§ **Task description**: All of the data must be returned exactly as given.

Extracted records:
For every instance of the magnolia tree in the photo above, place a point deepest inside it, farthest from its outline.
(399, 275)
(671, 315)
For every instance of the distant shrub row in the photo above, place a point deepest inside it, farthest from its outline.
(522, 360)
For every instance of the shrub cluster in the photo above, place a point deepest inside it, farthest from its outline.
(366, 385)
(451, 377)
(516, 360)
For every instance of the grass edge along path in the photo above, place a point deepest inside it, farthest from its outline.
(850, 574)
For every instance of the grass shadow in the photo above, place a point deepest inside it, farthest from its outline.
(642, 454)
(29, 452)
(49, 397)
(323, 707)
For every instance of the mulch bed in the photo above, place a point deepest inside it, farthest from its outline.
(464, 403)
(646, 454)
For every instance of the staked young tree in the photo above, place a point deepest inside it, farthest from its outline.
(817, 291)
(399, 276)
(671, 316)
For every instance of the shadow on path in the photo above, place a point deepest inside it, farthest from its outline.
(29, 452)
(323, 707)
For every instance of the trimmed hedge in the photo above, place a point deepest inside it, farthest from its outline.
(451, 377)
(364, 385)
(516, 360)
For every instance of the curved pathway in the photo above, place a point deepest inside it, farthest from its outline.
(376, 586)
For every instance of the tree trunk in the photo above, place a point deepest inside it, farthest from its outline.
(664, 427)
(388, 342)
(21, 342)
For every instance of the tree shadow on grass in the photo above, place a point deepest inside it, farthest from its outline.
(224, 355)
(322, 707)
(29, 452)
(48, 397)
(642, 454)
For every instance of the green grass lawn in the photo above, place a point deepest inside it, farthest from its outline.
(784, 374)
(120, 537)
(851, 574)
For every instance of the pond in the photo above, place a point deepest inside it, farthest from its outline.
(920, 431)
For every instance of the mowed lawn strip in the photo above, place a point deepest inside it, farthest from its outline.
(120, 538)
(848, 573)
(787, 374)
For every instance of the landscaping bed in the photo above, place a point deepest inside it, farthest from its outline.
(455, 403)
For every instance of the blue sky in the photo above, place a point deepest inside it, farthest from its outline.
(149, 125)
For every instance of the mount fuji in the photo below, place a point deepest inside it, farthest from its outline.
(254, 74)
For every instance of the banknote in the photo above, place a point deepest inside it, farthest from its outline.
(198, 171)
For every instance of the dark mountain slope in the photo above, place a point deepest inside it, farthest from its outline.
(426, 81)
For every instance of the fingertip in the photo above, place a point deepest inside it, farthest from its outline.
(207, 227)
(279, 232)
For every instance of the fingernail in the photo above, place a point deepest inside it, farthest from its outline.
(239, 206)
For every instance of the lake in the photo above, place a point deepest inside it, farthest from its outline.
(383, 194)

§ **Exercise answer**:
For every instance of the magnolia tree in the photo above, place a point deepest inside it, farthest from its outline.
(399, 275)
(671, 315)
For every instance of the distant shrub row in the photo above, place a point deepest inside it, farthest from its outline.
(522, 360)
For every instance of the shrub cluster in the photo above, place a point deepest inside it, farthest from its outline.
(366, 385)
(451, 377)
(516, 360)
For every instance of the grass edge along path in the photo above, place a point deepest inside it, farthest from its outline.
(850, 574)
For every instance of the grass shadow in the photo above, place a point deepest inside it, farthest from its outline.
(642, 454)
(29, 452)
(49, 397)
(323, 707)
For every instance of the mulch bed in the photo above, place a point deepest inside it, farthest from its outline.
(464, 403)
(646, 454)
For every instance of the staked young tree in the photo above, place a point deepest inside it, farthest from its outline.
(817, 291)
(399, 276)
(671, 316)
For every instance of the shadow on path in the photo above, place a point deepest inside it, farthest from its outline.
(29, 452)
(323, 707)
For every instance of the trimmed hedge in the photo above, place a point deepest inside it, farthest from its outline.
(451, 377)
(364, 385)
(516, 360)
For every instance of the curved pathway in the photo above, place a point deepest inside it, farthest from its outline.
(376, 586)
For every instance of the tree trunk in the photo above, place a point deepest inside it, farthest from its outline.
(664, 427)
(388, 342)
(21, 342)
For every instance of the tree shadow on grass in the photo above, place a point deepest inside it, farthest from its outline.
(224, 355)
(322, 707)
(29, 452)
(48, 397)
(642, 454)
For every instance of the green grass lawn in the photo above, place a point deepest inside it, farthest from its outline.
(784, 374)
(120, 537)
(851, 574)
For every instance of the pond in the photo above, place a point deepest inside it, farthest from its outline.
(920, 431)
For every instance of the mowed lawn strip in the photo above, place a point deepest inside it, farthest from its outline.
(120, 538)
(848, 573)
(787, 374)
For every instance of the landscaping bed in the photo above, place a point deepest inside it, farthest from its outline.
(455, 403)
For every instance of the blue sky in the photo above, place a point deepest inside it, farthest from its outline.
(149, 125)
For every instance of the mount fuji in the photo below, place a point deepest inside it, farthest from its outline.
(254, 74)
For every instance of the banknote in the photo above, place a point deepest inside it, farthest from its outline.
(198, 171)
For every instance of the dark mountain slope in the photo above, place a point deepest inside it, farthest from its outline.
(426, 81)
For every instance of the fingertip in the photo above, place a point deepest inside it, farthest from its outline.
(207, 227)
(279, 232)
For every instance of the fingernail in the photo above, place a point deepest inside it, farthest from its outline.
(239, 206)
For every instance of the lake in the photo above, place a point deepest inside it, farthest from its outline.
(383, 194)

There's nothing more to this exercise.